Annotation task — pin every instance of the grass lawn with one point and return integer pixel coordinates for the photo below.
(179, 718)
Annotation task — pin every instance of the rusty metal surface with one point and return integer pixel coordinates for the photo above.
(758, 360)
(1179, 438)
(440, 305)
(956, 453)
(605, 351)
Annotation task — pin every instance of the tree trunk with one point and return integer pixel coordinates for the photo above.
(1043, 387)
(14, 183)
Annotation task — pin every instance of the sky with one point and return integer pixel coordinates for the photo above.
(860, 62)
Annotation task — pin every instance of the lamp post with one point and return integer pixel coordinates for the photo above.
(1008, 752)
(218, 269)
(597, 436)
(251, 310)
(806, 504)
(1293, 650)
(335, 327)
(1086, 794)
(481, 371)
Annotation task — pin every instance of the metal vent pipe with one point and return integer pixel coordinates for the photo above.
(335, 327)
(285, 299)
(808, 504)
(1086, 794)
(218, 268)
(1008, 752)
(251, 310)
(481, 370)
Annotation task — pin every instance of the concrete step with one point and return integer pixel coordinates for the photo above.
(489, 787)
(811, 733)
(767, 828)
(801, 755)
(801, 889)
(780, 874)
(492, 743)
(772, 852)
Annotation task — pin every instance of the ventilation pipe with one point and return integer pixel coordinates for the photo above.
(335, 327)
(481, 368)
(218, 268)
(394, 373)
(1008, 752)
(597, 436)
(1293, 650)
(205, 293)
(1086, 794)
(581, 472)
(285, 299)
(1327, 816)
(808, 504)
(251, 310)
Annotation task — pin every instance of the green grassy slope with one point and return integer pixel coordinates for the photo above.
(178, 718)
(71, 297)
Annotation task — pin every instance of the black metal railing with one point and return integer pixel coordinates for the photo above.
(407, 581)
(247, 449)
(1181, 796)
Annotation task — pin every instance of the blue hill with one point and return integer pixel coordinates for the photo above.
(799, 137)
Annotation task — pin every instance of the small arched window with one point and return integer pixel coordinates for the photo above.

Prompt> Transcribe the material exactly as it reads.

Result of this exercise>
Annotation task — pin every instance of the grass lawn with one point and return integer pixel coordinates for the photo below.
(179, 718)
Annotation task — pin every instance of the rusty metal surface with one point and return integer pixel coordinates for the photo above.
(758, 360)
(1179, 438)
(440, 305)
(956, 453)
(605, 351)
Annotation task — pin every instance of the tree trunk with one point and return integer pixel coordinates for the photo above.
(1043, 387)
(14, 183)
Annotation task — pin every instance of the sky with one point and return integer pixel coordinates for the photo above.
(860, 62)
Annotation task — pin every instance of the lamp post with one point and return integer pixel coordinates for the photo above.
(1008, 752)
(218, 269)
(597, 436)
(251, 310)
(806, 504)
(1293, 650)
(335, 327)
(1086, 794)
(481, 371)
Annotation task — pin every instance of the metal vent pipe with one point and return integer pixel coordinates for the photo above.
(335, 327)
(285, 299)
(808, 504)
(1086, 794)
(218, 268)
(1008, 752)
(251, 310)
(481, 370)
Annotation task — pin every instance of the concrete step with one point and return integer pixel coordinates for the photo above.
(489, 787)
(811, 733)
(767, 828)
(801, 755)
(801, 889)
(780, 874)
(492, 743)
(772, 852)
Annotation task — pin every instance of the ventilation pipe with one point and return integer pixel coordinates for the photo above.
(335, 327)
(481, 368)
(218, 268)
(394, 373)
(1008, 752)
(597, 436)
(1293, 650)
(205, 293)
(1086, 794)
(581, 472)
(285, 299)
(1327, 816)
(808, 504)
(251, 310)
Annotation task — pin every instance of the green grassy slope with one point and return integer pixel coordinates for the photo above.
(178, 718)
(71, 297)
Annotation task — pin every instance of the black metal railing with one point and return integer pixel coordinates for the photo above.
(407, 581)
(247, 449)
(1181, 796)
Annotation task — pin every instance of the blue hill with one point and return integer pixel coordinates for the photo above.
(799, 137)
Annotation task — pin every instance of the small arched window with one point and return integer pixel coordinates for the photo above.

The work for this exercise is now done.